Text to read:
Added get_rowpos_in_head_or_tail_page() to be able to store head/tail on original position in UNDO
Added extent_to_bitmap_blocks() to be able to generate original bitmap blocks from UNDO entry
Added _ma_update_at_original_place() for UNDO of DELETES
Added row->min_length to hold minmum required space needed on head page
Changed find_free_position() to use make_space_for_directory()
Changed make_empty_page() to allow optional creation of directory entry
Changed delete_head_or_tail() and _ma_apply_undo_row_isnert() to not copy pagecache block (speed optimization)
Changed _ma_apply_redo_insert_row_head_or_tail() to be able to insert new row at any position on 'new' page
Changed _ma_apply_undo_row_delete() and _ma_apply_undo_row_update() to put row in it's original position
Ensure allocation of tail blocks are of at least MIN_TAIL_SIZE.
Ensure we store pages in pinned pages even if read failed. (If not we will have pages pinned forever in page cache)
Write original extent information in UNDO entry, not compacted ones (we need position to tails!)
When setting BLOCKUSED_USED, don't clear other bits (we have to preserve BLOCKUSED_USE_ORG_BITMAP)
Fixed som bugs in directory handling
Fixed bug where we wrote wrong lsn to blob pages
Added separate blob_buffer for fixing bug when updating row that had char/varchar that spanned several pages and also had blobs
Ensure we call _ma_bitmap_flushable() also in case of errors
When doing an update, first delete old entries, then search in bitmap for where to put new information
Info->s -> share
Rowid -> rowid
More DBUG_ASSERT()

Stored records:
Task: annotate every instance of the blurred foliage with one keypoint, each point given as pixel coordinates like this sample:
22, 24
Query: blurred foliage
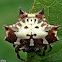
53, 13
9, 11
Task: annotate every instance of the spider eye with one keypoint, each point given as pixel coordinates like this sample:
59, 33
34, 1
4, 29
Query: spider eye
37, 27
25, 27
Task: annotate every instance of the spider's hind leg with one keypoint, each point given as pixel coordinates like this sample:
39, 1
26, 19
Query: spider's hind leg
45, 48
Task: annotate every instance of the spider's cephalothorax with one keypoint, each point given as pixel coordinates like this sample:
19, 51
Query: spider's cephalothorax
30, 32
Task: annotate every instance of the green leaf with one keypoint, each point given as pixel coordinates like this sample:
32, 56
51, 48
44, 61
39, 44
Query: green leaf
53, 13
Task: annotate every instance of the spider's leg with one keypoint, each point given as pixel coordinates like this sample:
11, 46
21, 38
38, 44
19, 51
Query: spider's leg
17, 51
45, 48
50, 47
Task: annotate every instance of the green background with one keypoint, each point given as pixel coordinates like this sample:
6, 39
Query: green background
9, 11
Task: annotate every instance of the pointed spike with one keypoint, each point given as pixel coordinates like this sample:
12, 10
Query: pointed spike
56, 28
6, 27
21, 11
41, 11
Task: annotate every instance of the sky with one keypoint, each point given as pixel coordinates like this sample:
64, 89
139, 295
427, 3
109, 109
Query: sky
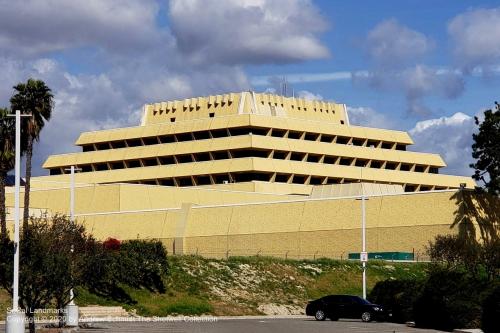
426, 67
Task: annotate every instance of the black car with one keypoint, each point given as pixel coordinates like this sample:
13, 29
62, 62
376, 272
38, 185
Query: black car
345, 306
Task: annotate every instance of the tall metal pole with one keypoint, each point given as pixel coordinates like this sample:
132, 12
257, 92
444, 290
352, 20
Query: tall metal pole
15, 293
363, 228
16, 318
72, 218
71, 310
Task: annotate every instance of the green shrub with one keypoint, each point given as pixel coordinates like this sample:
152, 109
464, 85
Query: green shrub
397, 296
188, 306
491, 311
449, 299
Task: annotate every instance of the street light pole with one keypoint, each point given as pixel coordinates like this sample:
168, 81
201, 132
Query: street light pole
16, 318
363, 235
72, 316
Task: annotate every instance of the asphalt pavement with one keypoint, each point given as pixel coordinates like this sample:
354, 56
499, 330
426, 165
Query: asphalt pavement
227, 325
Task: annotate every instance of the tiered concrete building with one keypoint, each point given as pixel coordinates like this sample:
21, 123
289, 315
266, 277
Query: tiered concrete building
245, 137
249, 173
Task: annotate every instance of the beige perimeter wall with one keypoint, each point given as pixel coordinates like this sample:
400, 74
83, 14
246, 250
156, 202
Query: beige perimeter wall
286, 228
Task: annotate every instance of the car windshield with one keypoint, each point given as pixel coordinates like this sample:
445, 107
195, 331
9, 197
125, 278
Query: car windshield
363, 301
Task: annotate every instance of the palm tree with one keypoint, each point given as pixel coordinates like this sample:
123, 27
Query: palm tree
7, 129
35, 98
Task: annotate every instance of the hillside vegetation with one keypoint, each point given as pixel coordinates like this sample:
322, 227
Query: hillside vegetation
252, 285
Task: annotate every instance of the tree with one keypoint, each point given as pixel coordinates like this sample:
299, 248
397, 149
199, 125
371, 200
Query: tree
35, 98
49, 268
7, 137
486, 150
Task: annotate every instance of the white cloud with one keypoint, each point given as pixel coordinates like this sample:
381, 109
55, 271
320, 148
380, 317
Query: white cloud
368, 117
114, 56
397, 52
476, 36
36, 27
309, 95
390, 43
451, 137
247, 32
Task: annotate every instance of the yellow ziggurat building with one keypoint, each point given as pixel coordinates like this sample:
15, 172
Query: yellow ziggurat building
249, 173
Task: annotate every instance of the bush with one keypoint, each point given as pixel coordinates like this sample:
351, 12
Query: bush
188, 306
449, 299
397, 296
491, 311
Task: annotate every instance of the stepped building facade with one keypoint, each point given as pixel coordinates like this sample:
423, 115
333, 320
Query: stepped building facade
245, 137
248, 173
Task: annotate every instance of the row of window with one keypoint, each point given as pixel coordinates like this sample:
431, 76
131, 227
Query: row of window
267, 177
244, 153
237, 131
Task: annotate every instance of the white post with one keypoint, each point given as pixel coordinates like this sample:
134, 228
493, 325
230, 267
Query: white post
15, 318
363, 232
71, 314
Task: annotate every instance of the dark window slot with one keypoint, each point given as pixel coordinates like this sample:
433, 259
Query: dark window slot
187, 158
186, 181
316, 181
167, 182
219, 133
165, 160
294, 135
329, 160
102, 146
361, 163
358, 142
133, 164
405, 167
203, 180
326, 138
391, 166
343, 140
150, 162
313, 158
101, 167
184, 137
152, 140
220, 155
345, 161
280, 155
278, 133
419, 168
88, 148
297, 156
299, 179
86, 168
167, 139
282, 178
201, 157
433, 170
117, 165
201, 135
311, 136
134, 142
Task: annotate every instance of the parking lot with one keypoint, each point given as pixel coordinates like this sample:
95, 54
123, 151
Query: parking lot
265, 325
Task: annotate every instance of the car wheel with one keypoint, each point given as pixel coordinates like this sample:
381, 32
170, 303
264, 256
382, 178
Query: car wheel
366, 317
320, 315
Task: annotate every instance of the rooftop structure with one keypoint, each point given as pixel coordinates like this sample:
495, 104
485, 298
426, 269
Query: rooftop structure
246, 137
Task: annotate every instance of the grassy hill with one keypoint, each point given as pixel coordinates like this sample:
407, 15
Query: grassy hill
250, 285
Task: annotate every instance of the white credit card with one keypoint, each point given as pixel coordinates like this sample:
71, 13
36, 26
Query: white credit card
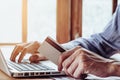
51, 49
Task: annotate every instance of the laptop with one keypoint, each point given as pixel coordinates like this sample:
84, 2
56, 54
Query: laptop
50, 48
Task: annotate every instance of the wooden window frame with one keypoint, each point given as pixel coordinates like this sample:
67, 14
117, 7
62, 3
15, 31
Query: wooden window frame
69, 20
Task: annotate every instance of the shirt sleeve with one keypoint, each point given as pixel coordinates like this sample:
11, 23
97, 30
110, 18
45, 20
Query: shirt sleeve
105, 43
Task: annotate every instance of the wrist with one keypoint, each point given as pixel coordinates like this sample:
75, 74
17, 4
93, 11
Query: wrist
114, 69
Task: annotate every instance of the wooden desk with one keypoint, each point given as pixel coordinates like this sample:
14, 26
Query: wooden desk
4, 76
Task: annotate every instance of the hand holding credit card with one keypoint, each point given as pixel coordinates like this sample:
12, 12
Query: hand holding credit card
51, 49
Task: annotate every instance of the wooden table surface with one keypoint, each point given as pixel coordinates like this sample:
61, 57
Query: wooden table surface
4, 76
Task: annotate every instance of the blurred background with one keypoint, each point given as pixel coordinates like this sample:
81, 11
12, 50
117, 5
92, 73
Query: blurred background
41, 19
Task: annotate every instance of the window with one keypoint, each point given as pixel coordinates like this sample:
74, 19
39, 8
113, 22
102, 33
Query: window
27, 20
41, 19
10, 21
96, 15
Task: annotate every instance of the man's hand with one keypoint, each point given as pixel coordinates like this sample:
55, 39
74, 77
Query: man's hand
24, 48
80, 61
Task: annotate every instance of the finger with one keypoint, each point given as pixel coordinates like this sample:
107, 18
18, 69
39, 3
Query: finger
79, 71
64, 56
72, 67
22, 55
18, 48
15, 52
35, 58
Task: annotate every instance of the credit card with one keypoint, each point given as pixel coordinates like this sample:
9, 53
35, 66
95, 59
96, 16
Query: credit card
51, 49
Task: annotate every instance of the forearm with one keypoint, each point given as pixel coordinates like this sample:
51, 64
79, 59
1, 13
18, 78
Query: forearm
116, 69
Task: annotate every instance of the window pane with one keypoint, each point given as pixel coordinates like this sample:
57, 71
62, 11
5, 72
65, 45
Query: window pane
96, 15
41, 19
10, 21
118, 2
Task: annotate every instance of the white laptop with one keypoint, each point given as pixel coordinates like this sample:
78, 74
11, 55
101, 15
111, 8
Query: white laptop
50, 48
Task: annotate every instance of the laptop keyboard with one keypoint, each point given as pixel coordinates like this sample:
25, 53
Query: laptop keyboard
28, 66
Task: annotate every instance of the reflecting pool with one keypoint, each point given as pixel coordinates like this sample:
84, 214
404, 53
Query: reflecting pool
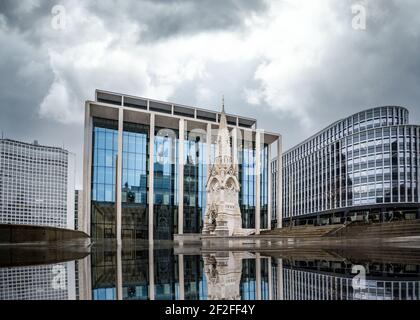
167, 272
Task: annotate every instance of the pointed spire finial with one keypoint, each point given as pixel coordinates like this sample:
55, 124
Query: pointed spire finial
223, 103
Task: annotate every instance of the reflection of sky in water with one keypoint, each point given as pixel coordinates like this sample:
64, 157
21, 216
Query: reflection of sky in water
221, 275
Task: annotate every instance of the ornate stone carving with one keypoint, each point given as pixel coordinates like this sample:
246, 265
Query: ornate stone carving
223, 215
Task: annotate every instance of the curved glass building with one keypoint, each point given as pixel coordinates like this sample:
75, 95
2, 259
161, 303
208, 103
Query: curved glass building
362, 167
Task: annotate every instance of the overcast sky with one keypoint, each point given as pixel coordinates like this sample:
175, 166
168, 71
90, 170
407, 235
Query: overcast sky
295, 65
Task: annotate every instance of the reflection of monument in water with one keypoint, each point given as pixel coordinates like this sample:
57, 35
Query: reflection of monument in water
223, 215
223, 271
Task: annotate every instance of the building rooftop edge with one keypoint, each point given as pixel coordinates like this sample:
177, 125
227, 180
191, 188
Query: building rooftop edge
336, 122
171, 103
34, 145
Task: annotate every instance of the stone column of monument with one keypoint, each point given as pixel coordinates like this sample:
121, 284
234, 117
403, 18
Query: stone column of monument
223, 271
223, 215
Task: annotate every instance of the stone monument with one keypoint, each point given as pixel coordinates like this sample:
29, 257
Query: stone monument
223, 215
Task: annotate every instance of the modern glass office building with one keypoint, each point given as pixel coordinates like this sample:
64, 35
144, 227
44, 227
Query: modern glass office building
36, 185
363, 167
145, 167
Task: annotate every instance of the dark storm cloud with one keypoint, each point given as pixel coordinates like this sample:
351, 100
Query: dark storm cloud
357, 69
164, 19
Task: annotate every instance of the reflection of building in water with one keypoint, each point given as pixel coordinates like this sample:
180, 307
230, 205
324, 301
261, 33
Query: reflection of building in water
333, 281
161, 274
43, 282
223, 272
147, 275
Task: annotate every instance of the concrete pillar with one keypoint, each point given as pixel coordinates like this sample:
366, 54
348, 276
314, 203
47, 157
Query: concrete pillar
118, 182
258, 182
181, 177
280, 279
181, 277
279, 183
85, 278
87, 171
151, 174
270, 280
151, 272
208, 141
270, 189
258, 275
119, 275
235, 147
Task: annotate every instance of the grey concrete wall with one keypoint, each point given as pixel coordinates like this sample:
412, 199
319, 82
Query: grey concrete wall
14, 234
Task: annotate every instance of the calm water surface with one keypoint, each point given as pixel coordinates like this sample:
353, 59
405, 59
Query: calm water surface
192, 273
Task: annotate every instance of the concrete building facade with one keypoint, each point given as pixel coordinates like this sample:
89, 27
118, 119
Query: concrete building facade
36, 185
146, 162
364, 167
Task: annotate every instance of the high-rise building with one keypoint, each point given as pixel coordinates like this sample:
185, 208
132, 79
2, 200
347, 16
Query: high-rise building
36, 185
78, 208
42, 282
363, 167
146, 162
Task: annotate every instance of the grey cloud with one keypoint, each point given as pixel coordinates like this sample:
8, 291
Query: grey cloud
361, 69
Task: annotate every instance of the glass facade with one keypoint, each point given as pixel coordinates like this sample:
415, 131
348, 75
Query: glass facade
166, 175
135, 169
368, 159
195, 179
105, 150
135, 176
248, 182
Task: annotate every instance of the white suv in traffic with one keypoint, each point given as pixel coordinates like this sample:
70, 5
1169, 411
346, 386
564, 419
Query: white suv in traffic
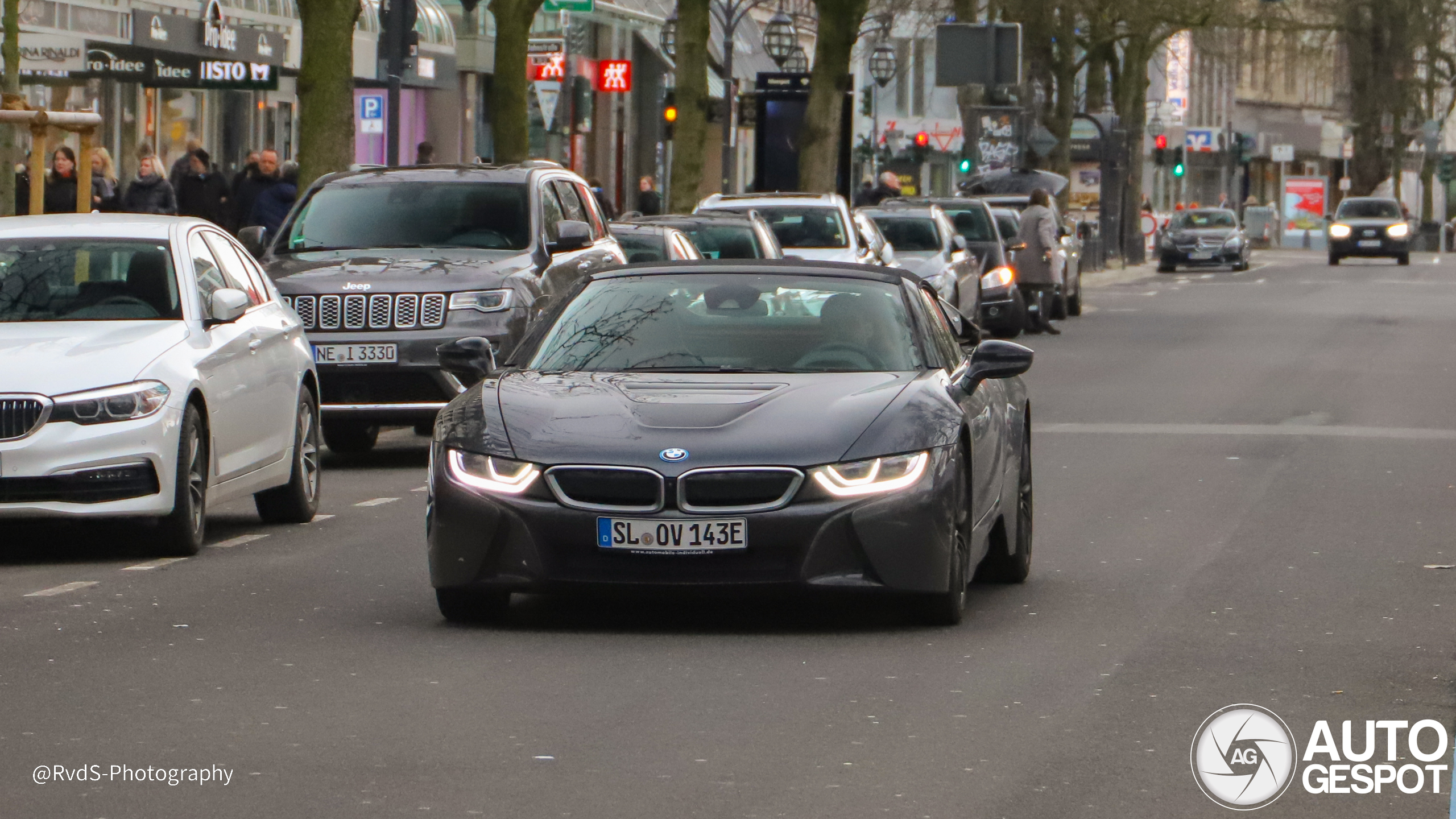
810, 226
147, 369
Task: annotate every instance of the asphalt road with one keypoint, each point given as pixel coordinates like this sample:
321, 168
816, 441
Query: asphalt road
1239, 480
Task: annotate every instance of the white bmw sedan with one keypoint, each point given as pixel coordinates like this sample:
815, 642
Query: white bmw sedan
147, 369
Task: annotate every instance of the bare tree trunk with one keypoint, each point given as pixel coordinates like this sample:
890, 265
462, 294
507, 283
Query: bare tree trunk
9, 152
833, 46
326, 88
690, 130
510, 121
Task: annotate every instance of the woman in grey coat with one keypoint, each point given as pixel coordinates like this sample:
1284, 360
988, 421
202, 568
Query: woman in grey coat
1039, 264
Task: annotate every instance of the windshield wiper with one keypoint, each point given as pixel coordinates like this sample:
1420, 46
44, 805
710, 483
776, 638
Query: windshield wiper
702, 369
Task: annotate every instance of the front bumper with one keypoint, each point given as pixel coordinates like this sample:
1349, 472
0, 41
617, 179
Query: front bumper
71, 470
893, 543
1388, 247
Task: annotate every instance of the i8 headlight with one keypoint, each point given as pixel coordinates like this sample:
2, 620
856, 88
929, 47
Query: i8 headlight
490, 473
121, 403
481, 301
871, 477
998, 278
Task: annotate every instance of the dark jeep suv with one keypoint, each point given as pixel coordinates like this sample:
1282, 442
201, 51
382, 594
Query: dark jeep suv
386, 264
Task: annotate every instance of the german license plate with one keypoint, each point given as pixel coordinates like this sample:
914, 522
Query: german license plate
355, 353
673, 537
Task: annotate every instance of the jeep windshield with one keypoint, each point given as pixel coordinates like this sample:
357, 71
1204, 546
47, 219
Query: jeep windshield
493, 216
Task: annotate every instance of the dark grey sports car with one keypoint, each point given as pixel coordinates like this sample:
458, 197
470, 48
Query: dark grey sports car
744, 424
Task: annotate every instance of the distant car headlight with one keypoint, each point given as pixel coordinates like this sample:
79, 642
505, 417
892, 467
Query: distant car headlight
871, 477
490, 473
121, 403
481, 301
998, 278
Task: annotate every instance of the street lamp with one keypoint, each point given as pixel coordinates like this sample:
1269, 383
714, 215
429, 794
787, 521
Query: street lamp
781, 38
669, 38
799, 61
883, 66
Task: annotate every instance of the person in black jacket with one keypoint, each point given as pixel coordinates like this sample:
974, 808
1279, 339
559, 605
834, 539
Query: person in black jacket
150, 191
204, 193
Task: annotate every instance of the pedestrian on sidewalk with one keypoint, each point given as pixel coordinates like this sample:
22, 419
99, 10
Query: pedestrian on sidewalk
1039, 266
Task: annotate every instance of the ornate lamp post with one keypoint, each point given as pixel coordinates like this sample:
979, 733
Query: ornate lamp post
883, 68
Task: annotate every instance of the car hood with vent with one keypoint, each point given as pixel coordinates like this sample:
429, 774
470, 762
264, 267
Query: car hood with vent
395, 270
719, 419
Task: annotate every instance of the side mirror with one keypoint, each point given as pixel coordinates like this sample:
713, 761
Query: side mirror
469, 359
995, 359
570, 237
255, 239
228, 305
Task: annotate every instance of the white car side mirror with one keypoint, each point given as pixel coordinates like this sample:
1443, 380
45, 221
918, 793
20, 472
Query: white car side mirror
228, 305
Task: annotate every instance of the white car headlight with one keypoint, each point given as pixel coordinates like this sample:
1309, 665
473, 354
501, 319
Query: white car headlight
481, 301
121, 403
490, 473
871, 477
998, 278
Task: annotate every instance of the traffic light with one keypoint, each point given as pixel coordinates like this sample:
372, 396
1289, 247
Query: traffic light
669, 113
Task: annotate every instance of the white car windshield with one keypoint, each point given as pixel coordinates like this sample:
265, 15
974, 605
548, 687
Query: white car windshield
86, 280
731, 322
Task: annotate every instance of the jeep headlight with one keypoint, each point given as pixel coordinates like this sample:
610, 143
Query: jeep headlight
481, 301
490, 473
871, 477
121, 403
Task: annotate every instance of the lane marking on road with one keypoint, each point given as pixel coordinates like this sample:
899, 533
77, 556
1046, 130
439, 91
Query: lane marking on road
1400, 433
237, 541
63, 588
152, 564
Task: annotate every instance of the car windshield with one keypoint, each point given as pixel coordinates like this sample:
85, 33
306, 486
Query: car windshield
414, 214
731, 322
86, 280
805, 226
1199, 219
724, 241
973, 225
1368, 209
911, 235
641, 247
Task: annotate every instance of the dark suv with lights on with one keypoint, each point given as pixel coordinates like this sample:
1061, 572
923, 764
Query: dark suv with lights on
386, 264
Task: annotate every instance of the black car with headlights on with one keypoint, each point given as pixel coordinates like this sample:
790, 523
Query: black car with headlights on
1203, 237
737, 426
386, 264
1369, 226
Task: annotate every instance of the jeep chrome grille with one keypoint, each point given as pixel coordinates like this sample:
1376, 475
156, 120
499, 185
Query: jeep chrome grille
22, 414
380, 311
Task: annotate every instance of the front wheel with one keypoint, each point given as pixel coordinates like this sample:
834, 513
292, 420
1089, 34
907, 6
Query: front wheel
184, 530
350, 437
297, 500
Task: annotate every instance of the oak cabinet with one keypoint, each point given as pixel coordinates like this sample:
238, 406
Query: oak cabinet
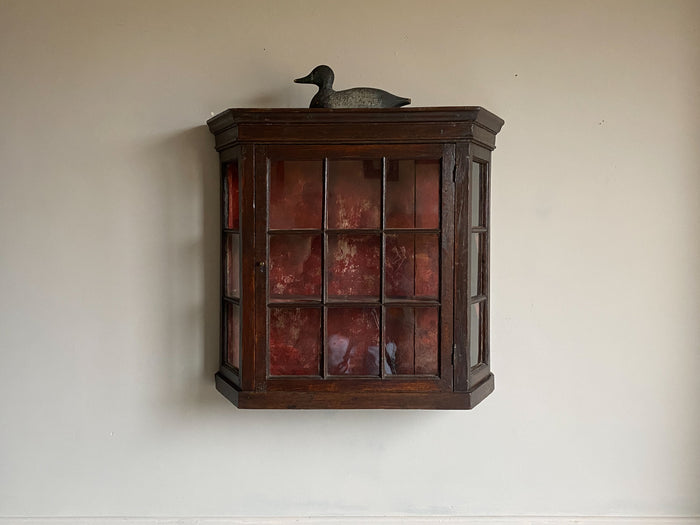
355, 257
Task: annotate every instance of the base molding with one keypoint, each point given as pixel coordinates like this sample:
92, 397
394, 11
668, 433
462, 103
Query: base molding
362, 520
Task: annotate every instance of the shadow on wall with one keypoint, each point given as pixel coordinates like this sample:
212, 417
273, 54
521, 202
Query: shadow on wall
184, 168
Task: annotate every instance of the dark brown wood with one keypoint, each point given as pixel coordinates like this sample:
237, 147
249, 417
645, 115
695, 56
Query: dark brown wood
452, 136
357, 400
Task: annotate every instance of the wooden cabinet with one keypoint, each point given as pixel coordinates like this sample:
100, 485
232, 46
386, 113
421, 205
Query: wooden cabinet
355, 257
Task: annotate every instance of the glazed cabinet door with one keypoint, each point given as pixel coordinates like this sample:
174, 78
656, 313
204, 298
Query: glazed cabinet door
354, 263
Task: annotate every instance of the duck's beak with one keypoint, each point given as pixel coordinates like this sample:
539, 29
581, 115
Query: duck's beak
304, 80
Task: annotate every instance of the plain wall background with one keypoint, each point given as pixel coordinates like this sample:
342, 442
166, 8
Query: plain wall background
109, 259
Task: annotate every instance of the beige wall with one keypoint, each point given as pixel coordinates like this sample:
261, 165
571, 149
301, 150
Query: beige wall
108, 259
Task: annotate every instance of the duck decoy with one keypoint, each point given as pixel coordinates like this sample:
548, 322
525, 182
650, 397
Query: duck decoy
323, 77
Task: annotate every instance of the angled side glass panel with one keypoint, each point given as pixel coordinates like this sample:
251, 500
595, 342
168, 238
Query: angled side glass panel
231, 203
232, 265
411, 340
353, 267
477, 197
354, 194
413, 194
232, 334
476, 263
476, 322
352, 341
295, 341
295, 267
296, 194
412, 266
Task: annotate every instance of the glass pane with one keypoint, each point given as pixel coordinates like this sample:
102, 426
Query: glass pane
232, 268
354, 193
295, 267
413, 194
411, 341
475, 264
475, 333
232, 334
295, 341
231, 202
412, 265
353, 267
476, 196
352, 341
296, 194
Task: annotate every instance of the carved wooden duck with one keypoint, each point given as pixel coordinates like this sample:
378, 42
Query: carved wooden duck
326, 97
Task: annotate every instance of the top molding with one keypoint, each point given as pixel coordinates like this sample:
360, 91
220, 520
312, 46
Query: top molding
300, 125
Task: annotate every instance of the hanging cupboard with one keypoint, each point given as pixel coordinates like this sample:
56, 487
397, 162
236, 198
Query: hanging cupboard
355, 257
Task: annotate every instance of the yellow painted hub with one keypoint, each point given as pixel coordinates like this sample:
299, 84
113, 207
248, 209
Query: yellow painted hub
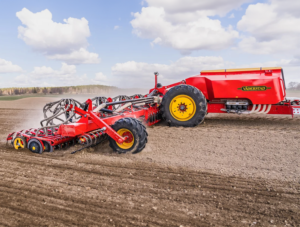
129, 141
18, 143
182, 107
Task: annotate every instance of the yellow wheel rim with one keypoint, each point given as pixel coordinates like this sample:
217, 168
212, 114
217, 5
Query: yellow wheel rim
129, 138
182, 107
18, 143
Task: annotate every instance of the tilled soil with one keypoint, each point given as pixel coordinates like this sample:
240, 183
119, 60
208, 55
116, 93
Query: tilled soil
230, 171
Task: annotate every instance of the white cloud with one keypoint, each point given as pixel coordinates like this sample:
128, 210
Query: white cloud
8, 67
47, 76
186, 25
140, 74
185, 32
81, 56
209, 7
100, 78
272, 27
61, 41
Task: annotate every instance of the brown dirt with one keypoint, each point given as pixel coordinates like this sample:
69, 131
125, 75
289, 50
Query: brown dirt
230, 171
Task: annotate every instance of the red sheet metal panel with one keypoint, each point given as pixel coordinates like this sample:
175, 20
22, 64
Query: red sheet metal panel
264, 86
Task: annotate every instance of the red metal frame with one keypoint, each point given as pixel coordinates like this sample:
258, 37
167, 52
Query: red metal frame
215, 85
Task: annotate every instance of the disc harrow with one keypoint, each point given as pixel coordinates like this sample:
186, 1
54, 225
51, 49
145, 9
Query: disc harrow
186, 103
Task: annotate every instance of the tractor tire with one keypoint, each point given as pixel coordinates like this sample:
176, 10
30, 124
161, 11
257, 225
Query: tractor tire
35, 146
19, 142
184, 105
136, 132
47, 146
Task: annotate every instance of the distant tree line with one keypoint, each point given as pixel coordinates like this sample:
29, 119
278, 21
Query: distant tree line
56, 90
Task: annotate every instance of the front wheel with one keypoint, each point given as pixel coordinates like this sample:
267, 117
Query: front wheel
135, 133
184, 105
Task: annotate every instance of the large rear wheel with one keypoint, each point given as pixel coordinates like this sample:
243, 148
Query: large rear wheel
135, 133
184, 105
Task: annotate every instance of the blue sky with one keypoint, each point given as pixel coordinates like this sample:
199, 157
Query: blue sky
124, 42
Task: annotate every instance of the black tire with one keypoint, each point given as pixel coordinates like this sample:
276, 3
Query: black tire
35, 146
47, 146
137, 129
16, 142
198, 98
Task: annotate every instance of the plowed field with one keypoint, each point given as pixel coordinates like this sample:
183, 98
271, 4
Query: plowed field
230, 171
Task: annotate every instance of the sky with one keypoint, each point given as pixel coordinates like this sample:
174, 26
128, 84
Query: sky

Jobs:
a. According to the change log, why must pages be stored in pinned pages even when a read fails? Answer in one to three sentences.
b. Identify every line of the entries that contains the string "yellow", and copy each such line.

Outputs in order:
a. If they were not stored there, those pages would stay pinned forever in the page cache.

b.
Task: annotate every instance of the yellow ziggurat building with one keypoint, each point given as pixel coordinates like this sample:
Query: yellow ziggurat building
Task: annotate every instance of the yellow painted hub with one keypoint, each point given as pixel coordinates like this sample:
Query: yellow painted hub
Task: annotate every instance of the yellow wheel rim with one keypoint, each point given as pixel coordinates like this sample:
Query: yellow wheel rim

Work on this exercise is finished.